(Supplied records):

────

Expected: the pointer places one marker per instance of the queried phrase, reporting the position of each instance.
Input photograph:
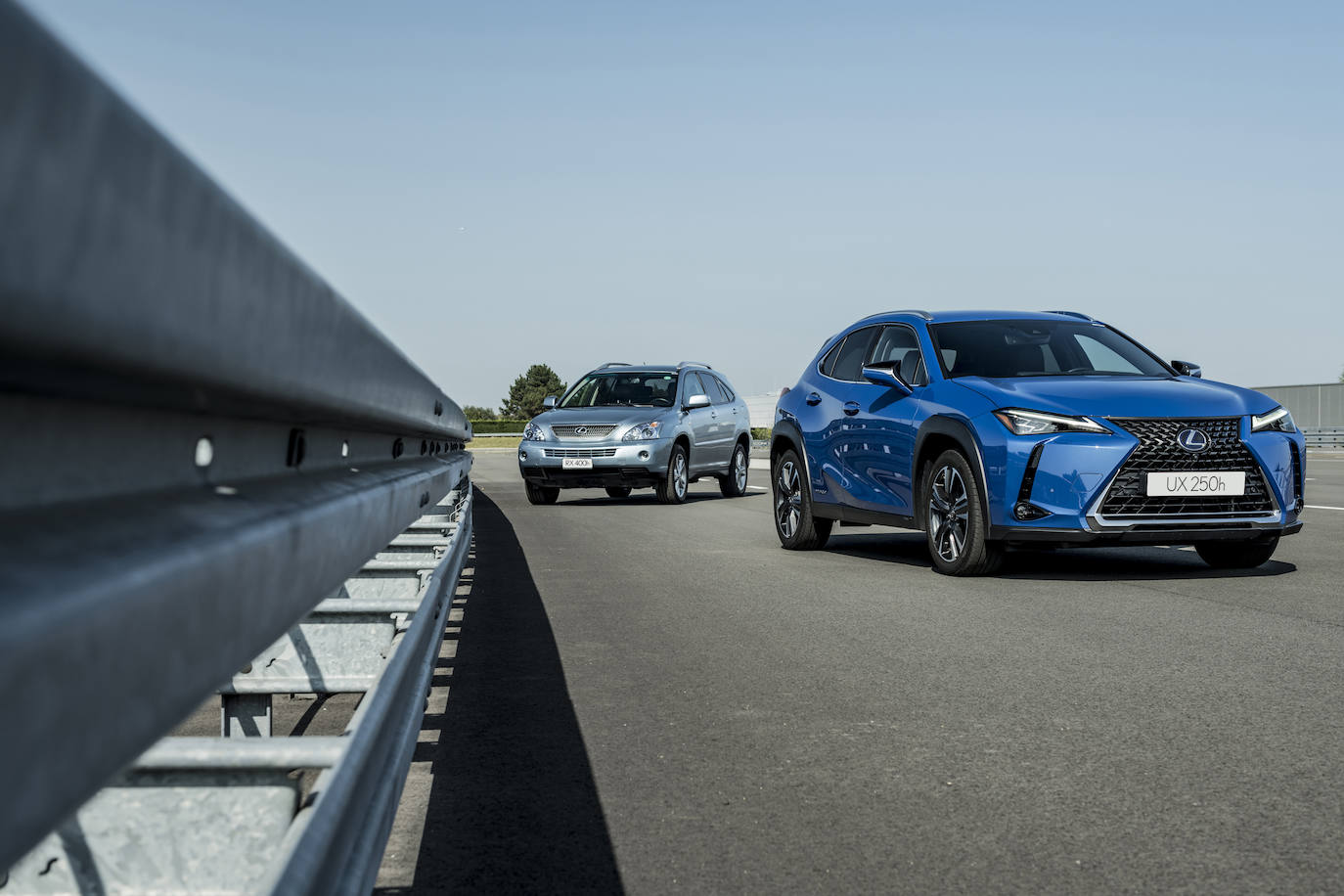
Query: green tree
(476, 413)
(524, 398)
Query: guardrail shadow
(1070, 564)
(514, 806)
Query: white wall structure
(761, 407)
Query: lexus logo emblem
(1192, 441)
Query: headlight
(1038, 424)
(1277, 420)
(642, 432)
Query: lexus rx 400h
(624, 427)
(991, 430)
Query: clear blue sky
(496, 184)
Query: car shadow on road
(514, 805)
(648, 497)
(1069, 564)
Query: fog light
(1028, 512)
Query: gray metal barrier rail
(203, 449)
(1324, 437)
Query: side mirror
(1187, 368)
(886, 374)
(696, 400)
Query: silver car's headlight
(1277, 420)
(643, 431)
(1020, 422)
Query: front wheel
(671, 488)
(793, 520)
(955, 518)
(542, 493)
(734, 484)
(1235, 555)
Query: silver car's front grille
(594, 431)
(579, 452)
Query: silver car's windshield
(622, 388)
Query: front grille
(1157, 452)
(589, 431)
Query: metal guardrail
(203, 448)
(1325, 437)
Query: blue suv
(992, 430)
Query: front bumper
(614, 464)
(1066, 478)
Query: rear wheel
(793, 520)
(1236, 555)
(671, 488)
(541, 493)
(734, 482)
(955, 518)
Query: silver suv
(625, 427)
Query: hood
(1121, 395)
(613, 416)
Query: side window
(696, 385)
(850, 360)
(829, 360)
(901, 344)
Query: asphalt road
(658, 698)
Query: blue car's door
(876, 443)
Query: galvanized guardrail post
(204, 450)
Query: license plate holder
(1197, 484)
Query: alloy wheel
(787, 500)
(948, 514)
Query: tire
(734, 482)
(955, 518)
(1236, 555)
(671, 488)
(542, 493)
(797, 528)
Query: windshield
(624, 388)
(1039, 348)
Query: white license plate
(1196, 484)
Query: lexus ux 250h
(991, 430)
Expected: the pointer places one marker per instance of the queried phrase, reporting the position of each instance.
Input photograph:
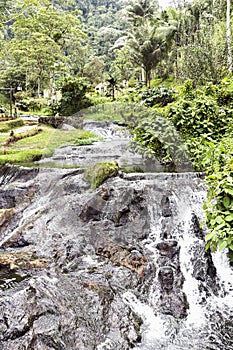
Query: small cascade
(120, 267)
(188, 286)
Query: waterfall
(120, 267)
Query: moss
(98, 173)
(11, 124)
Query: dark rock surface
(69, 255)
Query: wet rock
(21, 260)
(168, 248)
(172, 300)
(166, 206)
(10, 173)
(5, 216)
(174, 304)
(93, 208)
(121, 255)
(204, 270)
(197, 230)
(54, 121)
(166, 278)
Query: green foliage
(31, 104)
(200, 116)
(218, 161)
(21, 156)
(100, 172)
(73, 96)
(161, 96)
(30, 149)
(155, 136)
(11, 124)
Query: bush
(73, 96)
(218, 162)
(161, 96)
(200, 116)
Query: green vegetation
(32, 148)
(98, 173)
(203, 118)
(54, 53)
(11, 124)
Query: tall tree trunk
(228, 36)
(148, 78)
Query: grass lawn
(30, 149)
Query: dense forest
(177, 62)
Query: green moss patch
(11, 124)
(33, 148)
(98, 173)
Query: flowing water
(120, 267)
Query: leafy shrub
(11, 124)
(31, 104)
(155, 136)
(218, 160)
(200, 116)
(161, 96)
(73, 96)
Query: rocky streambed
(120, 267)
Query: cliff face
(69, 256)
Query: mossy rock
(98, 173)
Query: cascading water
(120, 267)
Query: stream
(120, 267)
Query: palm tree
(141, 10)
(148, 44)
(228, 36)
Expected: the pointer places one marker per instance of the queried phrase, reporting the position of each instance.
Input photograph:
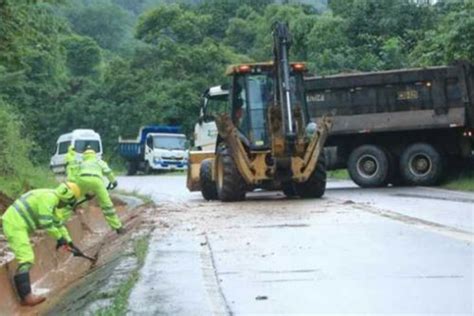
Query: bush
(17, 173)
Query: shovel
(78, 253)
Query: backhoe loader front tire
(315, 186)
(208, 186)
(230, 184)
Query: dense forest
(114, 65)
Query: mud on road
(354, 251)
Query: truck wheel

────

(Your assignment): Every entry above should be restated word for word, with the images left out.

(Task output):
Expected: the pointer places one marker per instance of the queried phrase, reporting the position of each instance.
Input photograph:
Query: green tree
(476, 413)
(524, 398)
Query: guardrail shadow
(1070, 564)
(514, 806)
Query: white wall structure
(761, 407)
Query: lexus logo emblem
(1192, 441)
Query: headlight
(1038, 424)
(1277, 420)
(642, 432)
Query: lexus rx 400h
(624, 427)
(991, 430)
Query: clear blue sky
(496, 184)
Query: car shadow on road
(514, 805)
(648, 497)
(1069, 564)
Query: fog light
(1028, 512)
Query: gray metal barrier rail
(203, 449)
(1324, 437)
Query: side mirror
(1187, 368)
(886, 374)
(696, 400)
Query: silver car's headlight
(1277, 420)
(643, 431)
(1020, 422)
Query: front wheel
(671, 488)
(793, 520)
(955, 518)
(542, 493)
(734, 484)
(1235, 555)
Query: silver car's front grille
(594, 431)
(579, 452)
Query: silver car's windshield
(622, 388)
Query: front grille
(1157, 452)
(589, 431)
Query: metal guardrail
(203, 448)
(1325, 437)
Query: blue suv
(992, 430)
Query: front bumper
(614, 464)
(1066, 478)
Query: rear wheel
(793, 520)
(1236, 555)
(671, 488)
(541, 493)
(734, 482)
(955, 518)
Query: silver suv
(625, 427)
Query: hood
(1121, 395)
(613, 416)
Query: side window
(696, 385)
(850, 360)
(829, 360)
(901, 344)
Query: asphalt road
(658, 698)
Query: blue car's door
(876, 443)
Query: galvanized guardrail post
(204, 450)
Query: license plate holder
(1197, 484)
Query: alloy wheel
(787, 500)
(948, 514)
Query: tire
(734, 482)
(955, 518)
(1236, 555)
(671, 488)
(542, 493)
(797, 528)
Query: windshield
(624, 388)
(1039, 348)
Query: white license plate
(1196, 484)
Query: lexus ux 250h
(991, 430)
Expected: the pointer places one marker per instance of the queried phrase, reporting the position of each instance.
Input photograph:
Query: small cascade
(120, 267)
(188, 286)
Query: waterfall
(120, 267)
Query: moss
(98, 173)
(11, 124)
Query: dark rock surface
(69, 255)
Query: wet rock
(21, 260)
(168, 248)
(172, 300)
(166, 206)
(10, 173)
(5, 216)
(174, 304)
(93, 208)
(121, 255)
(204, 270)
(197, 230)
(54, 121)
(166, 278)
Query: green foliage
(31, 104)
(200, 116)
(218, 161)
(21, 156)
(100, 172)
(73, 96)
(161, 96)
(30, 149)
(155, 136)
(11, 124)
Query: bush
(73, 96)
(218, 162)
(161, 96)
(200, 116)
Query: green vegetation
(32, 148)
(98, 173)
(203, 118)
(54, 53)
(11, 124)
Query: tall tree trunk
(228, 36)
(148, 78)
Query: grass lawn
(30, 149)
Query: dense forest
(177, 62)
Query: green moss patch
(11, 124)
(33, 148)
(98, 173)
Query: flowing water
(120, 267)
Query: leafy shrub
(11, 124)
(31, 104)
(155, 136)
(218, 160)
(200, 116)
(161, 96)
(73, 96)
Query: rocky streambed
(120, 267)
Query: cliff face
(69, 256)
Query: mossy rock
(98, 173)
Query: cascading water
(120, 267)
Query: stream
(120, 267)
Query: palm tree
(141, 10)
(148, 44)
(228, 36)
Expected: the pointer places one marker per instance of the queried phrase, reporting the position of each instance.
Input photograph:
Query: bush
(17, 173)
Query: shovel
(78, 253)
Query: backhoe loader front tire
(315, 186)
(208, 186)
(230, 184)
Query: dense forest
(114, 65)
Query: mud on road
(354, 251)
Query: truck wheel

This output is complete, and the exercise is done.